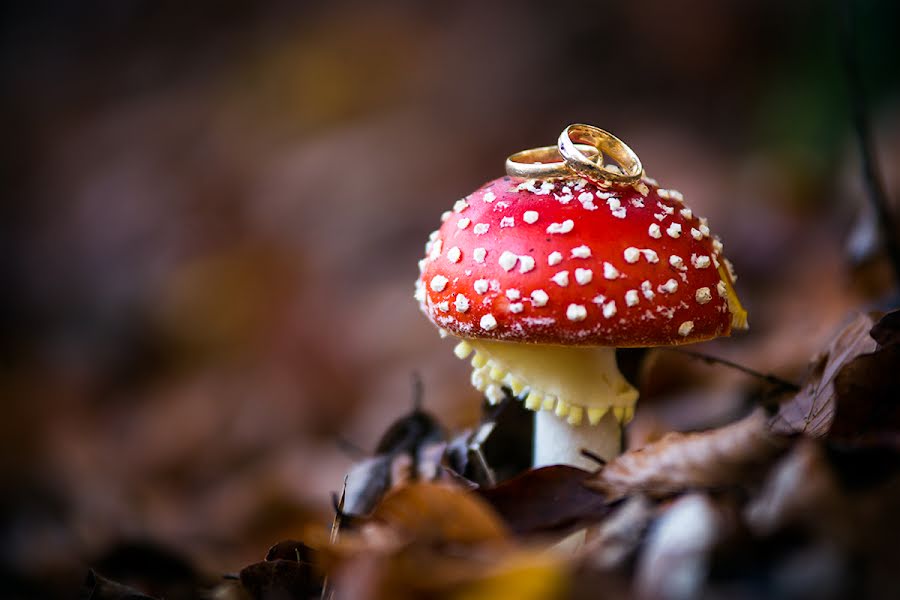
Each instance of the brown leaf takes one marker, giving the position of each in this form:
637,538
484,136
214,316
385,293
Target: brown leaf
439,512
811,411
675,562
544,499
867,392
720,457
287,579
615,540
887,331
853,393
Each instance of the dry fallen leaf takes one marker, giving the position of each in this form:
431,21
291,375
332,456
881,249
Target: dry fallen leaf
439,512
719,457
853,391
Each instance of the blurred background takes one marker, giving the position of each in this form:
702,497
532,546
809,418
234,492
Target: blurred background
213,213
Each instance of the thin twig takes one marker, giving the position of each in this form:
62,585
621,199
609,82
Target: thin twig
588,454
351,449
418,391
774,380
861,125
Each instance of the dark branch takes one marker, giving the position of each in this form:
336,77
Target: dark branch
861,126
418,391
594,457
780,383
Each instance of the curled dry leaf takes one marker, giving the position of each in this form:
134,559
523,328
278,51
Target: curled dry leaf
852,392
418,571
728,455
439,512
675,563
97,587
811,411
544,499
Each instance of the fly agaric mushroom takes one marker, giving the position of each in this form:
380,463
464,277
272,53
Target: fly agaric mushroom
544,278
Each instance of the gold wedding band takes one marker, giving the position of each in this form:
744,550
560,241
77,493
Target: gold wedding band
544,162
570,143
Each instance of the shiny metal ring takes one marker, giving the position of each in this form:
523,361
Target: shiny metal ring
545,162
574,136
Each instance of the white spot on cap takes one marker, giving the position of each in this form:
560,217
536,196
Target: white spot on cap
564,227
632,254
488,322
701,261
561,279
631,297
576,312
665,208
539,298
581,252
438,283
669,287
583,276
508,260
609,309
462,303
526,263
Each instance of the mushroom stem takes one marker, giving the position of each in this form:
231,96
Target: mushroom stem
556,442
577,391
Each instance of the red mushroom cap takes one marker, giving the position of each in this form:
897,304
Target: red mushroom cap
564,261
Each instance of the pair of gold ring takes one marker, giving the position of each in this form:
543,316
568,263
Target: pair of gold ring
581,148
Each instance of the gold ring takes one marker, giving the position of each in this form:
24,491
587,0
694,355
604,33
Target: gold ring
544,162
604,142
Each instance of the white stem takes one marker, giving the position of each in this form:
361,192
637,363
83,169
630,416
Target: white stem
556,442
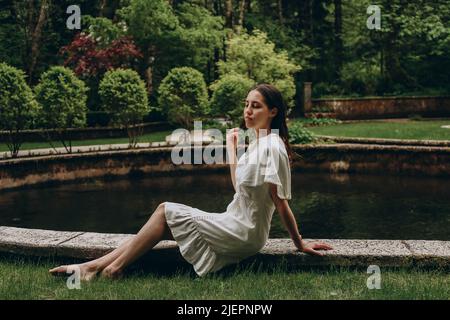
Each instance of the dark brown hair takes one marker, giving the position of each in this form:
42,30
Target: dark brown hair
274,99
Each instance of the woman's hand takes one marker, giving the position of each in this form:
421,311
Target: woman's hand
232,138
312,247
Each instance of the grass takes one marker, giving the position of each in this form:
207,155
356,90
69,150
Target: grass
417,130
25,279
150,137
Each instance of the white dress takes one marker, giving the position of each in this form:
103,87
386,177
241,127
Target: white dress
210,241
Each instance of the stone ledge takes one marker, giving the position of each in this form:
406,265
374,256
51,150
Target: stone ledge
354,253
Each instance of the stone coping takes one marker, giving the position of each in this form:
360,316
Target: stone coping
347,253
344,144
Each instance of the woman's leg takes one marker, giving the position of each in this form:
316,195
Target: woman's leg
89,269
155,230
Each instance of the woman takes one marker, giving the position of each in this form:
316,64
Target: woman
210,241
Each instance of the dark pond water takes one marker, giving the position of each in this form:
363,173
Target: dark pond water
326,206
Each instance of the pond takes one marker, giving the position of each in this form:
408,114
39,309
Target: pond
325,206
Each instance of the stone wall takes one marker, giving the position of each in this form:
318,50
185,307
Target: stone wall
87,133
375,107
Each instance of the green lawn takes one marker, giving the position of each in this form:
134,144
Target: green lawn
20,279
420,130
150,137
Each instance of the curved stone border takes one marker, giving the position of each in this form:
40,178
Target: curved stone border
349,253
331,158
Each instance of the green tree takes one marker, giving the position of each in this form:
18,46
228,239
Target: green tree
152,24
229,92
62,97
124,96
18,108
254,56
183,96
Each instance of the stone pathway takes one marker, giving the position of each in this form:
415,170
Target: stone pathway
354,253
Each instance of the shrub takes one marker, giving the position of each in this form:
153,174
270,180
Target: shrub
18,107
183,96
228,95
62,97
298,134
124,96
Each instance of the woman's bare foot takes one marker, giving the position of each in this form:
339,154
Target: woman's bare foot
112,273
87,272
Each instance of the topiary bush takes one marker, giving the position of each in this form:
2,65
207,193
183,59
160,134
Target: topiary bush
229,92
62,97
18,107
183,96
124,96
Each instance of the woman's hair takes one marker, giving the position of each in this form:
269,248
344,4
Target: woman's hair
274,99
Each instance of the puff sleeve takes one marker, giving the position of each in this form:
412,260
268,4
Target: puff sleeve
276,167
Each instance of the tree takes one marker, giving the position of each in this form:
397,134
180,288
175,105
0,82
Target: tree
152,24
123,94
62,97
183,96
18,108
229,92
254,57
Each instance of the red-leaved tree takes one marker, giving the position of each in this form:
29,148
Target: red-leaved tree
88,59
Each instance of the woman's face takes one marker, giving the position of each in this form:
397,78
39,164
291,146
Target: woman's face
257,114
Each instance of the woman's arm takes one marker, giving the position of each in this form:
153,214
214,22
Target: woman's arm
□ □ □ □
== Directions for this task ==
Starting at the line that contains "Each instance of the topiary", output each remaining line of the listing, the last line included, exactly as it appears.

== Task answer ==
Each instance of the topiary bush takes one marker, giving the position of each in this form:
2,65
207,193
183,59
160,134
Target: topiary bush
229,92
62,97
18,107
183,96
124,96
Each instance of the woman's hair takes one marker, giving the position of each in this form:
269,248
344,4
Target: woman's hair
274,99
Each instance of the puff sleeve takes one marker, giving the position of each in this form:
412,260
268,4
Target: puff sleeve
276,167
Each instance of the tree takes one marker, giving the position of each in this form:
397,134
180,288
175,105
0,82
Target: tree
152,24
123,94
62,97
183,96
18,108
229,92
254,57
Each instance of the red-leaved tree takes one marker, giving the position of each in this form:
29,148
Target: red-leaved tree
88,59
Each instance of the woman's face takes one marker, giving the position of each in this form:
397,78
39,164
291,146
Target: woman's face
257,114
Each instance of the woman's arm takes one marker, giving the position of each in this form:
153,214
214,22
Target: woman's arm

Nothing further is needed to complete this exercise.